(TASK INSTRUCTIONS): Return, word for word, only the lines from the one containing "Keypoint placement rule: for each instance of the deer face, put" through the last line of the entries.

Extracted data entries:
○ ○ ○ ○

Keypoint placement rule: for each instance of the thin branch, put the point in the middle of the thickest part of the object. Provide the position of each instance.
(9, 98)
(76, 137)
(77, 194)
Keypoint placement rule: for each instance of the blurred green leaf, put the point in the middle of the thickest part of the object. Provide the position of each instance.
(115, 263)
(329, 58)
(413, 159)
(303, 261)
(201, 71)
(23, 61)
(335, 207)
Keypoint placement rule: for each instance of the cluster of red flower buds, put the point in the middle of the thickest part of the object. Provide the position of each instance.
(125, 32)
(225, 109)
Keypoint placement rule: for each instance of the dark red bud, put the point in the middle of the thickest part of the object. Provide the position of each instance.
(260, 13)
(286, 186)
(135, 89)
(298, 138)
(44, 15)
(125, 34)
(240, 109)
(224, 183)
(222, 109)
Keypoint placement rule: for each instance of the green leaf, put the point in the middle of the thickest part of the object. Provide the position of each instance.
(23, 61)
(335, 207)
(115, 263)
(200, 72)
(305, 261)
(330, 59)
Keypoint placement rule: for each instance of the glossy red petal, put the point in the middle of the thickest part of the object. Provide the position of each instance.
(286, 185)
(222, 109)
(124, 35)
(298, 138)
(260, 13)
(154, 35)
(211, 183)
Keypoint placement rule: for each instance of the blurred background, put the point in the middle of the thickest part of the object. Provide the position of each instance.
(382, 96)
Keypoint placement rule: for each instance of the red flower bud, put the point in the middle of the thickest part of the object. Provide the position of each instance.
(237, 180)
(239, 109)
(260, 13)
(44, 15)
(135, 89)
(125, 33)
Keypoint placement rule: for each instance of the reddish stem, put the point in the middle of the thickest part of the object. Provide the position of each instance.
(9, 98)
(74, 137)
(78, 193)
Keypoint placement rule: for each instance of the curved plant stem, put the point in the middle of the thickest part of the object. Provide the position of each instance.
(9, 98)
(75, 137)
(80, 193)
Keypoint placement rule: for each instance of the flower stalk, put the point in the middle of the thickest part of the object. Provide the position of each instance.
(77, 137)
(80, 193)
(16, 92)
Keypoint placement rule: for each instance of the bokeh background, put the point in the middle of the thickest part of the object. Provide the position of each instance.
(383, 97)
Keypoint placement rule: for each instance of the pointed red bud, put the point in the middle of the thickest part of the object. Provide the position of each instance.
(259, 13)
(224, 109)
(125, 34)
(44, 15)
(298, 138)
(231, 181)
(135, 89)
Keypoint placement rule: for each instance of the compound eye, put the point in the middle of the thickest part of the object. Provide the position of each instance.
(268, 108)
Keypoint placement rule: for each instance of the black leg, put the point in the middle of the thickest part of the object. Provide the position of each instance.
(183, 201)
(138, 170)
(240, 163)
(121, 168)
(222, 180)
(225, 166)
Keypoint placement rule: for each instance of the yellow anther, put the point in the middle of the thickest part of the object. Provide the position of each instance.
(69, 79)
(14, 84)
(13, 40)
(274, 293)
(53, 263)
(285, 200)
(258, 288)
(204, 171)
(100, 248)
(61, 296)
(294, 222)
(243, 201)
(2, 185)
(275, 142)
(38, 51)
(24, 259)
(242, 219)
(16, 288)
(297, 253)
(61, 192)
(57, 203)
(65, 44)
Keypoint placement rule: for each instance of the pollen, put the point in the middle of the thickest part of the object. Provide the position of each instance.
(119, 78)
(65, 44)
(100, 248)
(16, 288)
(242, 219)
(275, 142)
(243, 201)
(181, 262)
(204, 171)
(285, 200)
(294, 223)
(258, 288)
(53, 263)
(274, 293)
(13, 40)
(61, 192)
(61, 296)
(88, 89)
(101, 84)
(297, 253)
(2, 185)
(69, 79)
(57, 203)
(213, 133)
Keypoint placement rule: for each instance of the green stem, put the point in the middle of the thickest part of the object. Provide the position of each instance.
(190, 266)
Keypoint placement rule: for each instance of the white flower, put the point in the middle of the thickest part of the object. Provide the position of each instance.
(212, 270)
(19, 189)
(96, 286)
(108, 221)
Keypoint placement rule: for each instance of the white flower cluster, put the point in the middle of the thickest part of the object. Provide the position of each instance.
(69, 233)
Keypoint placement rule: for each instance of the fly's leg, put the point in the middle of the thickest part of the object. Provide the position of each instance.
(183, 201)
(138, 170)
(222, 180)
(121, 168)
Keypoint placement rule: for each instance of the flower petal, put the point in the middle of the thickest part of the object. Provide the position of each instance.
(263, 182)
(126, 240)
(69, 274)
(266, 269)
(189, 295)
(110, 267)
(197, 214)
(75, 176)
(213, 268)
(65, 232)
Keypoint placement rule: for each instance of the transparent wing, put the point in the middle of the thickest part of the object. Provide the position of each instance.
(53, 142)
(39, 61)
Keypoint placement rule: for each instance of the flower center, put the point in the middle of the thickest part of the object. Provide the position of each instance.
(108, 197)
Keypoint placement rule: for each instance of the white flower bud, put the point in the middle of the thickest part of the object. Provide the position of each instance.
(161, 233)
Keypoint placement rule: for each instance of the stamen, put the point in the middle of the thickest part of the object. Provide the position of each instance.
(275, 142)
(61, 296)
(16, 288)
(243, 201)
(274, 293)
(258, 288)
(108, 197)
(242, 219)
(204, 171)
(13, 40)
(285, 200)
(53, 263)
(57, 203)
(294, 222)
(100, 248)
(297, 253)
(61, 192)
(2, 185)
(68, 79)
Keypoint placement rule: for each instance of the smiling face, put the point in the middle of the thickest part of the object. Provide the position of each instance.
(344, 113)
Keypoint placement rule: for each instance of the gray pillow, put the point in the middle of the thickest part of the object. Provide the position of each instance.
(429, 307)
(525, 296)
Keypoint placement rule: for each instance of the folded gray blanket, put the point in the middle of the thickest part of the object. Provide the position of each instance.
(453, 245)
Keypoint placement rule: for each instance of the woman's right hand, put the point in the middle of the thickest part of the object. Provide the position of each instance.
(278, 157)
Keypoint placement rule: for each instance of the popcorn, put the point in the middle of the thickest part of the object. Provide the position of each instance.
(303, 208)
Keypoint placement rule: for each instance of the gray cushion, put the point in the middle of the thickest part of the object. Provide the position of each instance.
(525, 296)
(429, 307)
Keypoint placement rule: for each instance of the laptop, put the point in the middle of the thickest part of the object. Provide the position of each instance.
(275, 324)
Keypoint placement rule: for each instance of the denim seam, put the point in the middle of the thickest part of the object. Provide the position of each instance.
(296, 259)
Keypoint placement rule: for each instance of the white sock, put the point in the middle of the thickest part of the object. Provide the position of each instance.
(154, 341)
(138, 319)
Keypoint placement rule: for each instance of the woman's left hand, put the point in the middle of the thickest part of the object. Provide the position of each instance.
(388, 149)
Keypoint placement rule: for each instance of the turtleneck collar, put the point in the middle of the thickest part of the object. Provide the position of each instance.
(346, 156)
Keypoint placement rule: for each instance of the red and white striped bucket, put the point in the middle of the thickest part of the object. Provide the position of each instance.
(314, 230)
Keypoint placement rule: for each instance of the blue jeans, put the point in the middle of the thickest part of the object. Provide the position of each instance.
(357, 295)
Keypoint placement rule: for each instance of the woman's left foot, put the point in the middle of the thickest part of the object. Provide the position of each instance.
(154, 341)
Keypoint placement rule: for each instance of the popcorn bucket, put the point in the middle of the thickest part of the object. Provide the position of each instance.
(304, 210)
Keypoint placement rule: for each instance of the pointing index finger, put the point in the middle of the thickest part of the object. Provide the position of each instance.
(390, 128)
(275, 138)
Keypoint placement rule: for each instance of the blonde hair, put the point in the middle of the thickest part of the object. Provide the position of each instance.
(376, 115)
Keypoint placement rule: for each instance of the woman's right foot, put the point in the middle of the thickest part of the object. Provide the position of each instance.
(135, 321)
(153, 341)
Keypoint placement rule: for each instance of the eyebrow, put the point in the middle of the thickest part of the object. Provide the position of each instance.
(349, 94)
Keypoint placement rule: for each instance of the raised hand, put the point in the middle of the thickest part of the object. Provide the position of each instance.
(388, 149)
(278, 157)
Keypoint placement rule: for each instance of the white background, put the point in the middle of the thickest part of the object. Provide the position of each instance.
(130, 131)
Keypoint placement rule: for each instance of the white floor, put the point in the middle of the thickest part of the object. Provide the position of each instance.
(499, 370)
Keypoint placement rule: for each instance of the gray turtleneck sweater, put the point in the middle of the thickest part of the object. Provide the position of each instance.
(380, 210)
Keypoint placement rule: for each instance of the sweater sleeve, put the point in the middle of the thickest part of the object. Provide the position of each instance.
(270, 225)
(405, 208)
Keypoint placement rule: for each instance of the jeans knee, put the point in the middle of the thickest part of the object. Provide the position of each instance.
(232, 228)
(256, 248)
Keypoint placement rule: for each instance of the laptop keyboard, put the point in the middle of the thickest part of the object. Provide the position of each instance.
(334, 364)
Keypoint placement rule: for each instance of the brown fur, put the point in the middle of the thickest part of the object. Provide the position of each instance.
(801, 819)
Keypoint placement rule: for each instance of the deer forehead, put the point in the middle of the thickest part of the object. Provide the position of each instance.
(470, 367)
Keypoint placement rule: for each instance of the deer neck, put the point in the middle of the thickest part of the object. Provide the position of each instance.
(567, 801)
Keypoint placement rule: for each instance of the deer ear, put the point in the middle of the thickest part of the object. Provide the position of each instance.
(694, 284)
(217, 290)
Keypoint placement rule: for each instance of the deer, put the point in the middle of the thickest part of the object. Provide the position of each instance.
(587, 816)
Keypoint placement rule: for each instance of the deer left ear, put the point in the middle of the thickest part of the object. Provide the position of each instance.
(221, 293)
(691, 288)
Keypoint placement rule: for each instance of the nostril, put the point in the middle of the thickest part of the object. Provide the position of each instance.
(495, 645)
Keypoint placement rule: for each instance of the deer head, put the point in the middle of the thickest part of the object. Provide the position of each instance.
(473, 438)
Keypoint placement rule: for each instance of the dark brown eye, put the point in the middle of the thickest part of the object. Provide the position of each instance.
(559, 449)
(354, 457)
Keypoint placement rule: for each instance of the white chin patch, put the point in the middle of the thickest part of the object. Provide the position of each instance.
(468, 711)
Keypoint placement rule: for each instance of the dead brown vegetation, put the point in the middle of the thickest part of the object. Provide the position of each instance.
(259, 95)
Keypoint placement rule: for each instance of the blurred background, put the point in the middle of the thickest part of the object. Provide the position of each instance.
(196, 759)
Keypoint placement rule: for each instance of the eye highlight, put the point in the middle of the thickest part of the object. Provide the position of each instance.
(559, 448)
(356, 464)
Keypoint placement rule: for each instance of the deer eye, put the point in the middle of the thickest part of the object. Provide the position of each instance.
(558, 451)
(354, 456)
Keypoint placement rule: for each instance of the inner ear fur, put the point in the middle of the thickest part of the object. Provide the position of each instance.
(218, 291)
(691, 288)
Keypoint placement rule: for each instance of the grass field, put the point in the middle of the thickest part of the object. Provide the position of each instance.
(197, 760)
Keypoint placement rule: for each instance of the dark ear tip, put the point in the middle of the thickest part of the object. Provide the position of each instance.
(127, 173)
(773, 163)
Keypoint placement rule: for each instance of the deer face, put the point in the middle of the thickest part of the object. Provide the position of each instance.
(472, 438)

○ ○ ○ ○

(RESPONSE):
Keypoint placement rule: for each instance of the deer face, put the point in the middle of the thickest part of the object. Provide the position of each instance.
(472, 438)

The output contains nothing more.